*Exercise description*. Start to finish, copy the data exactly.

*Data in this exercise*.

________________

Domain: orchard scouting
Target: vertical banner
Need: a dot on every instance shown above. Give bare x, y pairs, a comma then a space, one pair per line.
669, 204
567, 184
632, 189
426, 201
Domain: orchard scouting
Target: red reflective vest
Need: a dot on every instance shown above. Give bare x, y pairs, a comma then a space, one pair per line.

________________

*The answer*.
Domain: orchard scouting
Target: vertical banner
Need: a dot on every instance shown above. Give bare x, y pairs, a comma then a space, one pair per line.
669, 204
567, 184
632, 189
426, 201
Domain: orchard scouting
Target: red reflective vest
Need: a dot on every instance shown above. Give bare x, y pairs, a comma then a space, one pair per line.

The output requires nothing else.